┏━━
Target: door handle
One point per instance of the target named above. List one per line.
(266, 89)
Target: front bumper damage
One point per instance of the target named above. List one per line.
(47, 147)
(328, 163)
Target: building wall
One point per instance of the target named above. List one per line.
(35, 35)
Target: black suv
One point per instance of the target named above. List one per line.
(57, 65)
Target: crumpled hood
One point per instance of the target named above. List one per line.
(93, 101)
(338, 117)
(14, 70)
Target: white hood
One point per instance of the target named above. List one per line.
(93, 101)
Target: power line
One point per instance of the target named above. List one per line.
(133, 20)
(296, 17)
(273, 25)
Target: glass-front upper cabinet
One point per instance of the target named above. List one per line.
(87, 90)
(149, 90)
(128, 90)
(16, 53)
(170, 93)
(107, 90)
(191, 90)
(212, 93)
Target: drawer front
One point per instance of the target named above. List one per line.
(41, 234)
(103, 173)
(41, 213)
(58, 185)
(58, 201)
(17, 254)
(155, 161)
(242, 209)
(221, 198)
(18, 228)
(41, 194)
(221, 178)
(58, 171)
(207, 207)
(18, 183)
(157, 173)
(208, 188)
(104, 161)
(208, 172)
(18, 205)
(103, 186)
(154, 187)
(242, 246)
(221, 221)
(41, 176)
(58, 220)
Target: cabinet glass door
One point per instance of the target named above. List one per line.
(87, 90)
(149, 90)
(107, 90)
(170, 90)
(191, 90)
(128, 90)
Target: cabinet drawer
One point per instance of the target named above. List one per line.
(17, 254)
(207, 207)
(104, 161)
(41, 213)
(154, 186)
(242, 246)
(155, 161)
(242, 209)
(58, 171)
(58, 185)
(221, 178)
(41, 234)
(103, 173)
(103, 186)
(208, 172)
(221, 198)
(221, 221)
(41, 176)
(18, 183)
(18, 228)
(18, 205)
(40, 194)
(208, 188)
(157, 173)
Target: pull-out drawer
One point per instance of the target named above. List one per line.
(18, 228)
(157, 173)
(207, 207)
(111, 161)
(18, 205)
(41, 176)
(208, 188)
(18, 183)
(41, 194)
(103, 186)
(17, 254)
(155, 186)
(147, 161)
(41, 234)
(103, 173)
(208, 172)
┗━━
▶ [Stated task]:
Copy, character for character, the lines from the line that holds "Target: cabinet glass door" through the final line of the records above.

▶ [Result]:
Target: cabinet glass door
One point per instance of the target named above. List one per line.
(87, 90)
(149, 90)
(107, 90)
(170, 90)
(191, 90)
(128, 90)
Target: cabinet drawer
One point per instance of the target named above. List one per line.
(17, 254)
(207, 207)
(104, 161)
(41, 213)
(154, 186)
(242, 246)
(155, 161)
(242, 209)
(58, 171)
(58, 185)
(221, 178)
(41, 234)
(103, 173)
(103, 186)
(208, 172)
(221, 198)
(221, 221)
(41, 176)
(18, 183)
(18, 228)
(18, 205)
(40, 194)
(208, 188)
(157, 173)
Target: pull-out drawer
One point per instance of the target named above. List one per line.
(18, 228)
(157, 173)
(207, 207)
(111, 161)
(18, 205)
(41, 176)
(208, 188)
(18, 183)
(41, 194)
(103, 186)
(17, 254)
(155, 186)
(147, 161)
(41, 234)
(103, 173)
(208, 172)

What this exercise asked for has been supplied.